> _What you will do_
Nothing may differ between your reply and the listing that follows.

> _Records for this task_
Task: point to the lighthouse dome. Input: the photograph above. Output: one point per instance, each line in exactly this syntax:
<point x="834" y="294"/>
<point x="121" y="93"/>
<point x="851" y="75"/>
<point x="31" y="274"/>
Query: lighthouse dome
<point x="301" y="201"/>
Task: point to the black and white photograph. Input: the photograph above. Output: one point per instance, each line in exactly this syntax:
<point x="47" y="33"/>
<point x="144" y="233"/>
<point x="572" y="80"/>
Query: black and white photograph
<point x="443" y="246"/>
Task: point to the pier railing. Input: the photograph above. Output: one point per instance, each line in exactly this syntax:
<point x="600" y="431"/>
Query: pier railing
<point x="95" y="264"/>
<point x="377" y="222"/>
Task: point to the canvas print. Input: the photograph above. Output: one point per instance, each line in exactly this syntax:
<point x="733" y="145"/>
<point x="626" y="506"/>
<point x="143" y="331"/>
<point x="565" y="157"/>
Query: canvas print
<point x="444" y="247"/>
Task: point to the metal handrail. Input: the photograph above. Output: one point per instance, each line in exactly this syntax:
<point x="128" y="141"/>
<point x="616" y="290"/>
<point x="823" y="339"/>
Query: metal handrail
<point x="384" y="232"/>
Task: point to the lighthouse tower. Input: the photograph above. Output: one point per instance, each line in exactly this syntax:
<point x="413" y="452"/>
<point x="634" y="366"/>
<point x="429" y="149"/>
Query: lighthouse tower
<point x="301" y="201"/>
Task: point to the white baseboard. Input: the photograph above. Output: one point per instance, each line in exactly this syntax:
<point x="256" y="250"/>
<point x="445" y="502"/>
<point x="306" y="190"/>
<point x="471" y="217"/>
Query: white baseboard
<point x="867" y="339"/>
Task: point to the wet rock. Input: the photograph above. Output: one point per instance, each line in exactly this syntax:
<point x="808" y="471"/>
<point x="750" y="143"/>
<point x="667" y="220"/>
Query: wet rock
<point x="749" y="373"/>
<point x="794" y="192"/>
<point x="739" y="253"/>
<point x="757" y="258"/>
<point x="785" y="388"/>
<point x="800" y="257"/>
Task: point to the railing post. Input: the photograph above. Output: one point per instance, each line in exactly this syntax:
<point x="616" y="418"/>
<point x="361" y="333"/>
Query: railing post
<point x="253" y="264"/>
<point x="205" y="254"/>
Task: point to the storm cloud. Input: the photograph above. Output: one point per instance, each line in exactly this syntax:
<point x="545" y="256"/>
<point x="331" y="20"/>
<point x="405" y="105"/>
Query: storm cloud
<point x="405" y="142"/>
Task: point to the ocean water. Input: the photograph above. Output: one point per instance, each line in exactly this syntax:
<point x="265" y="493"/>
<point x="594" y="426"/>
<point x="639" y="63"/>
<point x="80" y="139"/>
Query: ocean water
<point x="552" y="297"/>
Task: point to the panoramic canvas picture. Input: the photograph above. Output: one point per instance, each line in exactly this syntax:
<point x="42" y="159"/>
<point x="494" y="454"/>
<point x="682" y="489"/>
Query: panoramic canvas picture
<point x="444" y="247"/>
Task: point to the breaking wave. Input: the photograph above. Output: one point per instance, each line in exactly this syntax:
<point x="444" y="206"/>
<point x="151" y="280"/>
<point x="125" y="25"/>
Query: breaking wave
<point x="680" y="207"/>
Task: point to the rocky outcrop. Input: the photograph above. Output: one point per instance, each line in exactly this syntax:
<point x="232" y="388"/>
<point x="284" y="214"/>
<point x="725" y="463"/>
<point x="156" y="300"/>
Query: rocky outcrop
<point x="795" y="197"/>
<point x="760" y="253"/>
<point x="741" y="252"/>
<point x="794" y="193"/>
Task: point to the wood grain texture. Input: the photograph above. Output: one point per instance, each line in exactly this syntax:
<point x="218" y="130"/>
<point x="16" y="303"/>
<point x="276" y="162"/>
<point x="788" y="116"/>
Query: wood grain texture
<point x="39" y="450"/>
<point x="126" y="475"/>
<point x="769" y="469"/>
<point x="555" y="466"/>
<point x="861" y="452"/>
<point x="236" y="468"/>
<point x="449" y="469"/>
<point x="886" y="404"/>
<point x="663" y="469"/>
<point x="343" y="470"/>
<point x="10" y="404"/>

> _Response for this exercise_
Task: point to the lighthouse dome. Input: the photograph above. Output: one point per instance, each line in exactly this syntax:
<point x="834" y="294"/>
<point x="121" y="93"/>
<point x="851" y="75"/>
<point x="31" y="274"/>
Query: lighthouse dome
<point x="301" y="201"/>
Task: point to the black and white photograph. Input: the photograph above. Output: one point per instance, each line in exactly this syntax:
<point x="47" y="33"/>
<point x="144" y="233"/>
<point x="572" y="80"/>
Query: black and white photograph
<point x="443" y="246"/>
Task: point to the pier railing. Input: the photograph above. Output: one point per instance, each line in exactly this syntax:
<point x="600" y="431"/>
Query: pier railing
<point x="95" y="264"/>
<point x="377" y="222"/>
Task: point to the canvas print. Input: the photograph above. Output: one point per instance, each line in exactly this syntax:
<point x="733" y="145"/>
<point x="626" y="506"/>
<point x="143" y="331"/>
<point x="565" y="157"/>
Query: canvas print
<point x="444" y="247"/>
Task: point to the metal handrail. Input: the photograph above. Output: one point per instance, each line in exactly this syntax:
<point x="128" y="141"/>
<point x="616" y="290"/>
<point x="823" y="339"/>
Query: metal handrail
<point x="384" y="232"/>
Task: point to the lighthouse tower. Input: the photograph above. Output: one point per instance, each line in exactly this syntax:
<point x="413" y="452"/>
<point x="634" y="366"/>
<point x="429" y="149"/>
Query: lighthouse tower
<point x="301" y="201"/>
Task: point to the white baseboard. Input: the photograph above. Output: one point per instance, each line in exactly this syntax:
<point x="256" y="250"/>
<point x="445" y="502"/>
<point x="306" y="190"/>
<point x="471" y="217"/>
Query: white baseboard
<point x="867" y="339"/>
Task: point to the wet rock. Input: the photograph above. Output: one point per instance, each line in exactly this syntax:
<point x="808" y="471"/>
<point x="750" y="143"/>
<point x="667" y="220"/>
Query: wet rock
<point x="749" y="373"/>
<point x="794" y="192"/>
<point x="739" y="253"/>
<point x="757" y="258"/>
<point x="785" y="388"/>
<point x="800" y="257"/>
Task: point to the railing post. Input: the photograph above. Output: one point per instance, each line in exactly this syntax:
<point x="616" y="418"/>
<point x="361" y="333"/>
Query: railing post
<point x="253" y="264"/>
<point x="205" y="254"/>
Task: point to the storm cloud. Input: the photograph above. Output: one point per instance, each line in exactly this syntax:
<point x="545" y="256"/>
<point x="331" y="20"/>
<point x="405" y="105"/>
Query: storm cloud
<point x="405" y="142"/>
Task: point to the ocean water. Input: the photograph above. Output: one point per instance, each line in exactly this syntax:
<point x="265" y="493"/>
<point x="594" y="426"/>
<point x="639" y="63"/>
<point x="80" y="139"/>
Query: ocean water
<point x="552" y="297"/>
Task: point to the panoramic canvas picture. Input: the photograph above. Output: one point per instance, each line in exactly this syntax:
<point x="42" y="159"/>
<point x="494" y="454"/>
<point x="682" y="489"/>
Query: panoramic canvas picture
<point x="444" y="247"/>
Task: point to the breaking wave. Input: the photograph above. Output: one point per instance, each line in exactly this syntax:
<point x="444" y="206"/>
<point x="151" y="280"/>
<point x="125" y="25"/>
Query: breaking wave
<point x="680" y="207"/>
Task: point to the rocky outcrop. Input: the photograph above. Output: one point per instance, each line in exactly this syntax:
<point x="232" y="388"/>
<point x="284" y="214"/>
<point x="725" y="463"/>
<point x="156" y="300"/>
Query: rocky outcrop
<point x="795" y="197"/>
<point x="760" y="253"/>
<point x="741" y="252"/>
<point x="794" y="193"/>
Task: point to the wood grain texture. Input: the photograph above. Output: one point per instance, each line in exactly this syntax:
<point x="218" y="130"/>
<point x="16" y="303"/>
<point x="276" y="162"/>
<point x="788" y="116"/>
Query: wood grain texture
<point x="39" y="450"/>
<point x="126" y="475"/>
<point x="769" y="469"/>
<point x="555" y="466"/>
<point x="861" y="452"/>
<point x="236" y="468"/>
<point x="449" y="469"/>
<point x="886" y="404"/>
<point x="663" y="469"/>
<point x="343" y="470"/>
<point x="10" y="404"/>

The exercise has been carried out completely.